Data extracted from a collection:

## begin

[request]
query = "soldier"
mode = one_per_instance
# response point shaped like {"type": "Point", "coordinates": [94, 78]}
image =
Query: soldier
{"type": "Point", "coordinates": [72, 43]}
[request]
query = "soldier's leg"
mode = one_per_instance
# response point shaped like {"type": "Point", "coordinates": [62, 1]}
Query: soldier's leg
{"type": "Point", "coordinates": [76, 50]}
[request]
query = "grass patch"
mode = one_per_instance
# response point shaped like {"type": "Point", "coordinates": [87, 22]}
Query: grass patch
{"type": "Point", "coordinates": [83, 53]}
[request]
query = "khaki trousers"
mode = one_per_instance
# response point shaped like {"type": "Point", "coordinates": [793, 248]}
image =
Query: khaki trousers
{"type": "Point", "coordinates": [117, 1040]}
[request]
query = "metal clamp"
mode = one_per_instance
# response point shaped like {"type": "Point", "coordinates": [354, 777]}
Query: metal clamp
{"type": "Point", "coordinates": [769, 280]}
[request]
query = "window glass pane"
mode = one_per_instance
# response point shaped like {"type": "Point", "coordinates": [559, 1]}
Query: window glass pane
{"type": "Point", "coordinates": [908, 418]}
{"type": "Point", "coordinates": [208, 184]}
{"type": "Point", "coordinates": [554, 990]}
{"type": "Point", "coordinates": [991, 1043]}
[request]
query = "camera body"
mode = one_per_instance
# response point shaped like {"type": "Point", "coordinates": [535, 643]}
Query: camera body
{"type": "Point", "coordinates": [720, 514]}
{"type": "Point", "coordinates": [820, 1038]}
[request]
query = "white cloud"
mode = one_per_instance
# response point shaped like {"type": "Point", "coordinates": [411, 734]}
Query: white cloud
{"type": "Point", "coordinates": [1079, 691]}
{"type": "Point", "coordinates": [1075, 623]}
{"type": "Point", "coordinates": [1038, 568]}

## end

**Set exercise:** Send back every record, precisely as written.

**Output for this task:**
[request]
query = "soldier"
mode = one_per_instance
# response point shaped like {"type": "Point", "coordinates": [94, 78]}
image =
Query: soldier
{"type": "Point", "coordinates": [72, 43]}
[request]
query = "soldier's leg"
mode = one_per_instance
# response point shaped like {"type": "Point", "coordinates": [62, 1]}
Query: soldier's leg
{"type": "Point", "coordinates": [76, 50]}
[request]
query = "grass patch"
mode = one_per_instance
# response point shaped like {"type": "Point", "coordinates": [87, 22]}
Query: grass patch
{"type": "Point", "coordinates": [83, 53]}
[request]
query = "khaki trousers"
mode = one_per_instance
# response point shaped like {"type": "Point", "coordinates": [793, 248]}
image =
Query: khaki trousers
{"type": "Point", "coordinates": [117, 1040]}
[request]
query = "metal clamp"
mode = one_per_instance
# response point shaped like {"type": "Point", "coordinates": [354, 777]}
Query: metal clamp
{"type": "Point", "coordinates": [769, 280]}
[request]
query = "window glass pane"
mode = one_per_instance
# response point shaped like {"type": "Point", "coordinates": [559, 1]}
Query: window glass pane
{"type": "Point", "coordinates": [908, 418]}
{"type": "Point", "coordinates": [208, 184]}
{"type": "Point", "coordinates": [554, 990]}
{"type": "Point", "coordinates": [991, 1043]}
[request]
query = "camera body"
mode = one_per_instance
# response point shaped like {"type": "Point", "coordinates": [535, 643]}
Query: camera body
{"type": "Point", "coordinates": [720, 514]}
{"type": "Point", "coordinates": [820, 1038]}
[request]
query = "white cloud"
mode = one_per_instance
# response point shaped like {"type": "Point", "coordinates": [411, 734]}
Query: white cloud
{"type": "Point", "coordinates": [1079, 691]}
{"type": "Point", "coordinates": [1075, 623]}
{"type": "Point", "coordinates": [1038, 568]}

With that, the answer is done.